[[ INFORMATION, beginning ]]

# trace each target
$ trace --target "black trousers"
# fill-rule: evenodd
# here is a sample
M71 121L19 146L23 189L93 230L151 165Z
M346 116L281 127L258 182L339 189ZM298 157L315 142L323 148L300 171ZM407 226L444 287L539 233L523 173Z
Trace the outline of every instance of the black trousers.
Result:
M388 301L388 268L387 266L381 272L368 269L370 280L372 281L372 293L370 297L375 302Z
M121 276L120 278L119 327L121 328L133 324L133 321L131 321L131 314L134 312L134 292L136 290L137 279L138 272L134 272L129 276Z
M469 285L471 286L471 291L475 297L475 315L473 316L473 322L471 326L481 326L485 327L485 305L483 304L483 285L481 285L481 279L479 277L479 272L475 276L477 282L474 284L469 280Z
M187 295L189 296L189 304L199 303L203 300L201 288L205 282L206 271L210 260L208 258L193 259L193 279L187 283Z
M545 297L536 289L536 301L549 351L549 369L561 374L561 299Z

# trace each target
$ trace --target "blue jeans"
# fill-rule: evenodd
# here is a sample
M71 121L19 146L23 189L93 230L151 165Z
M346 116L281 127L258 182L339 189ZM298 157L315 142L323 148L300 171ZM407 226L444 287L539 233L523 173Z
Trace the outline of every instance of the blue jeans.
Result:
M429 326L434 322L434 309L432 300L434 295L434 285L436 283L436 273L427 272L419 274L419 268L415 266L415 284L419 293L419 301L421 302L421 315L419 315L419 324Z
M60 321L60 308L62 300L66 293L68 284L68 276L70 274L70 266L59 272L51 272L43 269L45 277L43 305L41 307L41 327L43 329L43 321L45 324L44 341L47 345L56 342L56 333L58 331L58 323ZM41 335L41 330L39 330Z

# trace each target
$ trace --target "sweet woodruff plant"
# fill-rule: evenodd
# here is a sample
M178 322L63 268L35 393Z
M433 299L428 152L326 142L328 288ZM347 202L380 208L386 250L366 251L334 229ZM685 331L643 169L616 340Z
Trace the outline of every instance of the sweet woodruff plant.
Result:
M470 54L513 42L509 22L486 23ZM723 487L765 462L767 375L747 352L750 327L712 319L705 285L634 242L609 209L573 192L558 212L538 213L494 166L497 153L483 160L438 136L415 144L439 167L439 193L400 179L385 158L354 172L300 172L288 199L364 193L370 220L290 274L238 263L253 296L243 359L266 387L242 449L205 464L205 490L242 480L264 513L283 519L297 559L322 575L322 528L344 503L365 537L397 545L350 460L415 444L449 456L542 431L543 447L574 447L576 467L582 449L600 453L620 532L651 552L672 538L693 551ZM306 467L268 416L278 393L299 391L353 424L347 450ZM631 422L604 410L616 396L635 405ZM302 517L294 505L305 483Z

[[ INFORMATION, end ]]

● **EXERCISE BRIEF**
For the word "sweet", show every line of the entries that holds it.

● **WRITTEN RESPONSE**
$ trace --target "sweet woodruff plant"
Trace the outline of every instance of the sweet woodruff plant.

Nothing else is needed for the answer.